*Written request 1:* In the records below, locate every line that contains the string "boot", matching case exactly, and copy each of those lines in full.

*Selected text:*
++++++++

Reputation: 417
I'm trying to construct a decision tree with scikit-learn's DecisionTreeClassifier
. My data has numeric features consisting of integers and float values.
When constructing the decision tree, the integer features get converted to float.
For eg: if A is a feature that can only have integer values from 1-12, splitting criterion such as "A < 5.5" or "A < 3.1" come up in the tree. I don't want float value splitting criteria for A.
The depth of the tree increases if integer features get converted to float. How do I restrict integer features being converted to float?
Also, scikit-learn's DecisionTreeClassifier
doesn't allow categorical features. Are there any alternative packages/libraries for constructing decision trees which allow Categorical Features?
Upvotes: 3
Views: 2550
Reputation: 8270
Regarding integer vs floating point for decision trees, it does not matter for building a tree. Any split between two consecutive integers will be equivalent. It will never make two splits between the same pair of consecutive integers, because by doing so, one of the leaves will have no samples. It will generate an equivalent model regardless if integers or floats are used.
Using scikit-learn you are able to use categorical features using a LabelBinarizer
. This will create a matrix of dummy values (one hot encoded) for the categories.
Here is an example:
from sklearn.preprocessing import LabelBinarizer
from sklearn.tree import DecisionTreeClassifier
import numpy as np
Define features
month = ['Jan', 'Feb', 'Jan', 'Mar']
day = [1, 15, 30, 5]
Define category targets
y = [0, 1, 1, 1]
Build dummies:
lb = LabelBinarizer()
X_month_dummies = lb.fit_transform(month)
X_month_dummies
is then:
array([[0, 1, 0],
[1, 0, 0],
[0, 1, 0],
[0, 0, 1]])
Combine dummies with numeric features (day)
X = np.hstack([np.column_stack([day]), X_month_dummies])
Build classifier.
clf = DecisionTreeClassifier()
clf.fit(X, y)
Upvotes: 4

++++++++

*Data for this task:*
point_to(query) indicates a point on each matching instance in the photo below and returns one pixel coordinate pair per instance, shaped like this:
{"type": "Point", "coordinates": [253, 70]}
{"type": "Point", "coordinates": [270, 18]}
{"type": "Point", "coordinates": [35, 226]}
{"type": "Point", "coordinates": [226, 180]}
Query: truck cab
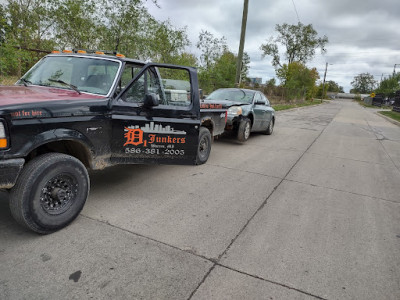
{"type": "Point", "coordinates": [77, 111]}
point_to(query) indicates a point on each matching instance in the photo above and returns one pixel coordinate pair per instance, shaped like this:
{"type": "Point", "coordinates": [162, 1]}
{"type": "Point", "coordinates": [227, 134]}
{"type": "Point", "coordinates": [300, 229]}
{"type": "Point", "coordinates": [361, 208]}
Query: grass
{"type": "Point", "coordinates": [391, 114]}
{"type": "Point", "coordinates": [8, 80]}
{"type": "Point", "coordinates": [366, 105]}
{"type": "Point", "coordinates": [278, 107]}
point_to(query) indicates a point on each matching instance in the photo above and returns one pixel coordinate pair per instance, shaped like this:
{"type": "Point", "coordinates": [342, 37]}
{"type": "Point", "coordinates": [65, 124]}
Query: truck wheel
{"type": "Point", "coordinates": [270, 127]}
{"type": "Point", "coordinates": [244, 130]}
{"type": "Point", "coordinates": [50, 192]}
{"type": "Point", "coordinates": [204, 147]}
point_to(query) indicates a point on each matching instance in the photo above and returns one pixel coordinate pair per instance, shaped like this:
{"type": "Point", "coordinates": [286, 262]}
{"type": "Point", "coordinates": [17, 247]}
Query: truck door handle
{"type": "Point", "coordinates": [188, 116]}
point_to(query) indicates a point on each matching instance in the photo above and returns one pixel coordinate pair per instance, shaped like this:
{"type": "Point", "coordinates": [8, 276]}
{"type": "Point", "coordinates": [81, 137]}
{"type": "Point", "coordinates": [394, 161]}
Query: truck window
{"type": "Point", "coordinates": [90, 75]}
{"type": "Point", "coordinates": [171, 85]}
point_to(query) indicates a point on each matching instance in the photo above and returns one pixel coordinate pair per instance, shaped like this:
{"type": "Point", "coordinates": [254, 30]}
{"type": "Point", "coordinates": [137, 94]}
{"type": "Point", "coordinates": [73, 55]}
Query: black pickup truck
{"type": "Point", "coordinates": [77, 111]}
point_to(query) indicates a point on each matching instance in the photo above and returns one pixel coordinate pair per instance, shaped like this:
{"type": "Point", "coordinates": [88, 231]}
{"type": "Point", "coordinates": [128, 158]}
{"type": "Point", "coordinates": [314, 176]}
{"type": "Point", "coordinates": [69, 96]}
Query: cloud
{"type": "Point", "coordinates": [363, 34]}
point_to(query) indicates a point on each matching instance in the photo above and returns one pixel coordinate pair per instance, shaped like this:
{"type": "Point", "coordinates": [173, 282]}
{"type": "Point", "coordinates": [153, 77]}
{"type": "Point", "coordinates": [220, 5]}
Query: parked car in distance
{"type": "Point", "coordinates": [249, 111]}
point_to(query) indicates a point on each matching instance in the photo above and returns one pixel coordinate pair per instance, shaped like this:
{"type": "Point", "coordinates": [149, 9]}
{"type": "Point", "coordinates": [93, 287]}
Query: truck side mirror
{"type": "Point", "coordinates": [151, 100]}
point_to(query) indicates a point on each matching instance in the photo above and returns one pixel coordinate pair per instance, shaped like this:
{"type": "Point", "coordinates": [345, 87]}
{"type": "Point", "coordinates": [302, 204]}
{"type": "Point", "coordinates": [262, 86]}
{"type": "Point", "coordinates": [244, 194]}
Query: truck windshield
{"type": "Point", "coordinates": [86, 74]}
{"type": "Point", "coordinates": [235, 95]}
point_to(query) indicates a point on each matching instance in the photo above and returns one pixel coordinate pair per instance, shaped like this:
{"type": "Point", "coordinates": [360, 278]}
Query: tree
{"type": "Point", "coordinates": [390, 85]}
{"type": "Point", "coordinates": [211, 48]}
{"type": "Point", "coordinates": [363, 83]}
{"type": "Point", "coordinates": [300, 42]}
{"type": "Point", "coordinates": [332, 86]}
{"type": "Point", "coordinates": [298, 79]}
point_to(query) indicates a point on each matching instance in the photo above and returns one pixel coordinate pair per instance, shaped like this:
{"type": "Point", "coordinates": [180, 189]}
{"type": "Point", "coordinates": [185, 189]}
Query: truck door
{"type": "Point", "coordinates": [156, 118]}
{"type": "Point", "coordinates": [260, 112]}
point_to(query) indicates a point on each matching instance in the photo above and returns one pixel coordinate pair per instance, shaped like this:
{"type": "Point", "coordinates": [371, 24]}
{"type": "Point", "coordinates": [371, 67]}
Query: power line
{"type": "Point", "coordinates": [295, 9]}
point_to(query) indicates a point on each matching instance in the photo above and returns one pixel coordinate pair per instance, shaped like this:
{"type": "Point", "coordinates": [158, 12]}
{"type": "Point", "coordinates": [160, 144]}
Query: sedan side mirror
{"type": "Point", "coordinates": [151, 100]}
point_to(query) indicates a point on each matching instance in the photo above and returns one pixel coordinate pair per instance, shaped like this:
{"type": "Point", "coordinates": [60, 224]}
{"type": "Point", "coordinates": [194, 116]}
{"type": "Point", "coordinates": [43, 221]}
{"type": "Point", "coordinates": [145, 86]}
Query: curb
{"type": "Point", "coordinates": [301, 107]}
{"type": "Point", "coordinates": [389, 119]}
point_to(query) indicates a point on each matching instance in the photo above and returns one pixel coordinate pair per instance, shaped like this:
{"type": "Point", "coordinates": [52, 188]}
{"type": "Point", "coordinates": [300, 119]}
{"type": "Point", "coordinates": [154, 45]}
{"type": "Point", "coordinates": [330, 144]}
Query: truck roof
{"type": "Point", "coordinates": [102, 56]}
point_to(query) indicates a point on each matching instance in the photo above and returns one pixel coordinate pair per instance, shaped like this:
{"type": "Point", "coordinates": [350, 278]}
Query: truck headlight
{"type": "Point", "coordinates": [3, 136]}
{"type": "Point", "coordinates": [235, 110]}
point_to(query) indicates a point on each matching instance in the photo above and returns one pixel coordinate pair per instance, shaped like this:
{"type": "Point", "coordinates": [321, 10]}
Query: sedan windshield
{"type": "Point", "coordinates": [235, 95]}
{"type": "Point", "coordinates": [83, 74]}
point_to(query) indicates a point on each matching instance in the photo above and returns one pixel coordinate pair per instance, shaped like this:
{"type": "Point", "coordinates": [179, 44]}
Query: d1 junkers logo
{"type": "Point", "coordinates": [156, 133]}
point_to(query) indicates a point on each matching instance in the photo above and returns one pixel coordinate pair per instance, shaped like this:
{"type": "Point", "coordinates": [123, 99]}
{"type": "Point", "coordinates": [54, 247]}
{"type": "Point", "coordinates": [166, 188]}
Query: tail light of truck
{"type": "Point", "coordinates": [3, 136]}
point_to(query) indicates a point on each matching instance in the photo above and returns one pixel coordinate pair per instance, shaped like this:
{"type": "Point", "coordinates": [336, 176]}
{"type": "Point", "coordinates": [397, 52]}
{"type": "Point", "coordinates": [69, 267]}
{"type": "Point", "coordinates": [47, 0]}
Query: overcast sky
{"type": "Point", "coordinates": [364, 35]}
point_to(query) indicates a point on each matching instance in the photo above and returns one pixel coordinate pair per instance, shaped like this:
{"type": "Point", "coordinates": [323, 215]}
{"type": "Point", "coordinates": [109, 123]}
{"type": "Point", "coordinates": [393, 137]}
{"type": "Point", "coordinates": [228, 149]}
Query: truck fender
{"type": "Point", "coordinates": [60, 134]}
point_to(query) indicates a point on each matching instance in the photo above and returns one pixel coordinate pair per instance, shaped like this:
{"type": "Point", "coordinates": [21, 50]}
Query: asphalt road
{"type": "Point", "coordinates": [312, 211]}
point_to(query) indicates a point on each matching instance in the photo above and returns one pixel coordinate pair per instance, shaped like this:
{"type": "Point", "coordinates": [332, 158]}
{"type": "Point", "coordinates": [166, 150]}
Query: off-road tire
{"type": "Point", "coordinates": [270, 127]}
{"type": "Point", "coordinates": [50, 192]}
{"type": "Point", "coordinates": [244, 130]}
{"type": "Point", "coordinates": [204, 147]}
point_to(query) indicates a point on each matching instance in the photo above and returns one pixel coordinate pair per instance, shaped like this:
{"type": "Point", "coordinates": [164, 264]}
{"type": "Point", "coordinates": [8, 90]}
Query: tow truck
{"type": "Point", "coordinates": [74, 111]}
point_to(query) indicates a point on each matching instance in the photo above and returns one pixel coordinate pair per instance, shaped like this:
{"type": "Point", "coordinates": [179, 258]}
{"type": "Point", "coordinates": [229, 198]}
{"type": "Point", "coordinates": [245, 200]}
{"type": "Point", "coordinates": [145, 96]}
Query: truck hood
{"type": "Point", "coordinates": [11, 95]}
{"type": "Point", "coordinates": [225, 103]}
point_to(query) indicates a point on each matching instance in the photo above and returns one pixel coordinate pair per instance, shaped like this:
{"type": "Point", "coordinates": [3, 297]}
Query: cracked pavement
{"type": "Point", "coordinates": [311, 212]}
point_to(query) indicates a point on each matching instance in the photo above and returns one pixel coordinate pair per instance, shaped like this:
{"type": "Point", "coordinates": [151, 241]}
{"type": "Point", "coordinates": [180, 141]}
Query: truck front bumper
{"type": "Point", "coordinates": [9, 171]}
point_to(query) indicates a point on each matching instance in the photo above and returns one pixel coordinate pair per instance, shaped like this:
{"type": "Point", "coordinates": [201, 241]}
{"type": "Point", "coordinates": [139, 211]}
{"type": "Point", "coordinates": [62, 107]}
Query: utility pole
{"type": "Point", "coordinates": [241, 45]}
{"type": "Point", "coordinates": [394, 69]}
{"type": "Point", "coordinates": [323, 84]}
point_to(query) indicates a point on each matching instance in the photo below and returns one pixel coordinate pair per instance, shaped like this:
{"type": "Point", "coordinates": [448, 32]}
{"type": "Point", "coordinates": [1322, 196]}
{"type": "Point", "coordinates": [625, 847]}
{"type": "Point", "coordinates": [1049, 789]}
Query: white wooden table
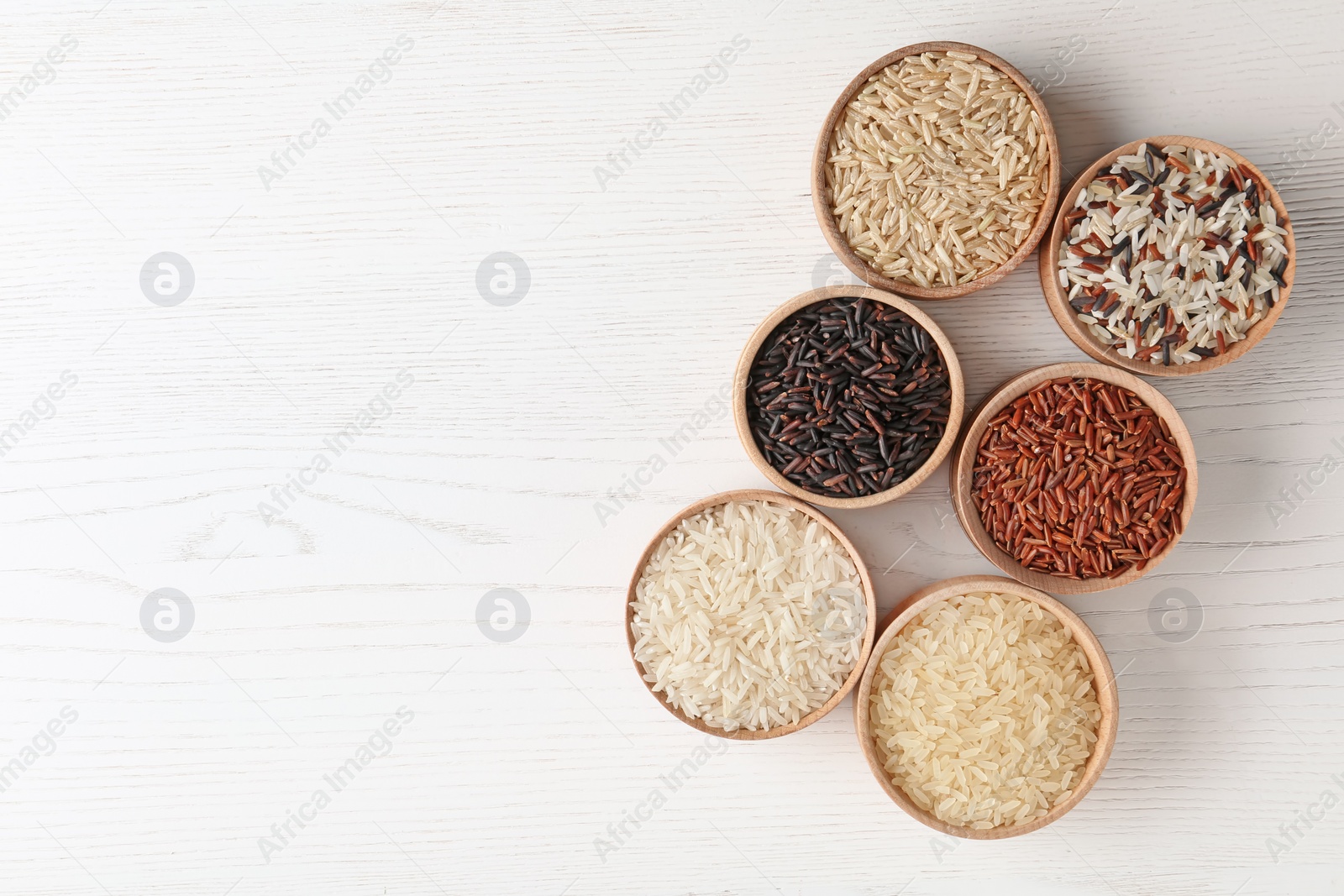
{"type": "Point", "coordinates": [470, 445]}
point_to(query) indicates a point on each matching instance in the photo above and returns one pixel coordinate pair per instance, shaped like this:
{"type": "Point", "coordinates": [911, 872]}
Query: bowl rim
{"type": "Point", "coordinates": [831, 230]}
{"type": "Point", "coordinates": [963, 463]}
{"type": "Point", "coordinates": [1057, 298]}
{"type": "Point", "coordinates": [1108, 698]}
{"type": "Point", "coordinates": [743, 376]}
{"type": "Point", "coordinates": [864, 578]}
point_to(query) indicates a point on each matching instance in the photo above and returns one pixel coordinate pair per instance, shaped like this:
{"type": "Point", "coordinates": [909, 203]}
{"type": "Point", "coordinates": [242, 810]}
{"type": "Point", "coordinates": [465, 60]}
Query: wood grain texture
{"type": "Point", "coordinates": [1047, 265]}
{"type": "Point", "coordinates": [870, 613]}
{"type": "Point", "coordinates": [1104, 681]}
{"type": "Point", "coordinates": [961, 472]}
{"type": "Point", "coordinates": [743, 376]}
{"type": "Point", "coordinates": [521, 456]}
{"type": "Point", "coordinates": [822, 196]}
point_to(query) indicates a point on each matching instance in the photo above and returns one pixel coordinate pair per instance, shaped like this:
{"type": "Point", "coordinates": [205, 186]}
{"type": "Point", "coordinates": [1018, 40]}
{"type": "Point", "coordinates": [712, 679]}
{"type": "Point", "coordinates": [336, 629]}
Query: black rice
{"type": "Point", "coordinates": [848, 396]}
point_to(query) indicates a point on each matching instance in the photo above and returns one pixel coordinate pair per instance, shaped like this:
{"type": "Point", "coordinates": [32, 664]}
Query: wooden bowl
{"type": "Point", "coordinates": [964, 461]}
{"type": "Point", "coordinates": [822, 201]}
{"type": "Point", "coordinates": [1058, 297]}
{"type": "Point", "coordinates": [864, 579]}
{"type": "Point", "coordinates": [1104, 683]}
{"type": "Point", "coordinates": [743, 375]}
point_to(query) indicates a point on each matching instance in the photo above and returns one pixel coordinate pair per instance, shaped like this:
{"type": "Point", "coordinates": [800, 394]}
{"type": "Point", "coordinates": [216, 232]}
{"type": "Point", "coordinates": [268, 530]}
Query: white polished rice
{"type": "Point", "coordinates": [938, 170]}
{"type": "Point", "coordinates": [984, 712]}
{"type": "Point", "coordinates": [749, 616]}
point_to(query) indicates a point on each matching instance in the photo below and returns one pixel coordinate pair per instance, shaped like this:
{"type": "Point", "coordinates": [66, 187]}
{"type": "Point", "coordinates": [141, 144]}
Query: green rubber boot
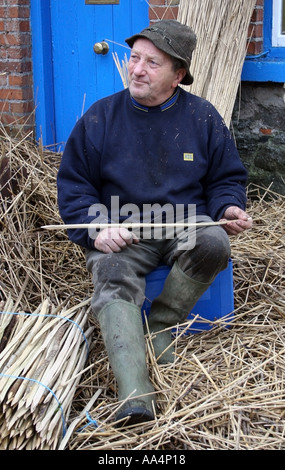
{"type": "Point", "coordinates": [179, 295]}
{"type": "Point", "coordinates": [123, 335]}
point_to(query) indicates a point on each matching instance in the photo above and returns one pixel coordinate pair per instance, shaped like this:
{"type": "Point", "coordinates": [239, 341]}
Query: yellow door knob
{"type": "Point", "coordinates": [101, 48]}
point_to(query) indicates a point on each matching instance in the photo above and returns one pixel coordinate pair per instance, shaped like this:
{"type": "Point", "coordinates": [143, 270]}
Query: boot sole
{"type": "Point", "coordinates": [134, 416]}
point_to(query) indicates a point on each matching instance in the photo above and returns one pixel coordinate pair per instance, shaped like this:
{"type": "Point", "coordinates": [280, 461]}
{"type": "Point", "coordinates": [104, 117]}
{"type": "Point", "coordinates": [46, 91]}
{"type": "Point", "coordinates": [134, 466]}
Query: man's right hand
{"type": "Point", "coordinates": [114, 240]}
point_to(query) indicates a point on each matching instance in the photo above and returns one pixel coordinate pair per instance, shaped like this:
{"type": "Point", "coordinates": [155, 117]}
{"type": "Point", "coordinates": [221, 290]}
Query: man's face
{"type": "Point", "coordinates": [152, 79]}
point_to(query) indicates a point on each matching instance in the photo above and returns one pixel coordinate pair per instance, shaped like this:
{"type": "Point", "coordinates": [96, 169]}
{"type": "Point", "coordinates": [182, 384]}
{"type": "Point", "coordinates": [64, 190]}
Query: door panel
{"type": "Point", "coordinates": [79, 75]}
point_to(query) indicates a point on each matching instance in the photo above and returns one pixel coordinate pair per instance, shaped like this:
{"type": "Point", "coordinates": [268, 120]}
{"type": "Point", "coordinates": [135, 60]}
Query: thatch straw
{"type": "Point", "coordinates": [221, 27]}
{"type": "Point", "coordinates": [225, 389]}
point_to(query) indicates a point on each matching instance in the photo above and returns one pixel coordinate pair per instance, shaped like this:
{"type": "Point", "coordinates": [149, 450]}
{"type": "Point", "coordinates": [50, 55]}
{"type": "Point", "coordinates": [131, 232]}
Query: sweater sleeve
{"type": "Point", "coordinates": [226, 177]}
{"type": "Point", "coordinates": [78, 185]}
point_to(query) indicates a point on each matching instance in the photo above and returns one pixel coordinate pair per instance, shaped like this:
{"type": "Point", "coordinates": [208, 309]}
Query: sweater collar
{"type": "Point", "coordinates": [162, 107]}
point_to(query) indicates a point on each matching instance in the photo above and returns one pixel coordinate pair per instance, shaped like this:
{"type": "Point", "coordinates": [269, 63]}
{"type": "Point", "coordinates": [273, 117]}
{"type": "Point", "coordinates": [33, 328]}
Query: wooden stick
{"type": "Point", "coordinates": [134, 225]}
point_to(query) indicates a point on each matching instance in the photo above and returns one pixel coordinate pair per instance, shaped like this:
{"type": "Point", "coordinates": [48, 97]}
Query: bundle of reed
{"type": "Point", "coordinates": [225, 389]}
{"type": "Point", "coordinates": [41, 360]}
{"type": "Point", "coordinates": [35, 264]}
{"type": "Point", "coordinates": [222, 31]}
{"type": "Point", "coordinates": [40, 274]}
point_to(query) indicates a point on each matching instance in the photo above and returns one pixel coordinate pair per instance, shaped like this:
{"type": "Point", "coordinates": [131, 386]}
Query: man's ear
{"type": "Point", "coordinates": [180, 74]}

++++++++

*Written request 2:* Reproduce the decision tree thread above word for word, in its entirety.

*Finished answer 1:*
Query: green rubber boot
Query: boot sole

*Finished answer 2:*
Reputation: 417
I'm trying to construct a decision tree with scikit-learn's DecisionTreeClassifier
. My data has numeric features consisting of integers and float values.
When constructing the decision tree, the integer features get converted to float.
For eg: if A is a feature that can only have integer values from 1-12, splitting criterion such as "A < 5.5" or "A < 3.1" come up in the tree. I don't want float value splitting criteria for A.
The depth of the tree increases if integer features get converted to float. How do I restrict integer features being converted to float?
Also, scikit-learn's DecisionTreeClassifier
doesn't allow categorical features. Are there any alternative packages/libraries for constructing decision trees which allow Categorical Features?
Upvotes: 3
Views: 2550
Reputation: 8270
Regarding integer vs floating point for decision trees, it does not matter for building a tree. Any split between two consecutive integers will be equivalent. It will never make two splits between the same pair of consecutive integers, because by doing so, one of the leaves will have no samples. It will generate an equivalent model regardless if integers or floats are used.
Using scikit-learn you are able to use categorical features using a LabelBinarizer
. This will create a matrix of dummy values (one hot encoded) for the categories.
Here is an example:
from sklearn.preprocessing import LabelBinarizer
from sklearn.tree import DecisionTreeClassifier
import numpy as np
Define features
month = ['Jan', 'Feb', 'Jan', 'Mar']
day = [1, 15, 30, 5]
Define category targets
y = [0, 1, 1, 1]
Build dummies:
lb = LabelBinarizer()
X_month_dummies = lb.fit_transform(month)
X_month_dummies
is then:
array([[0, 1, 0],
[1, 0, 0],
[0, 1, 0],
[0, 0, 1]])
Combine dummies with numeric features (day)
X = np.hstack([np.column_stack([day]), X_month_dummies])
Build classifier.
clf = DecisionTreeClassifier()
clf.fit(X, y)
Upvotes: 4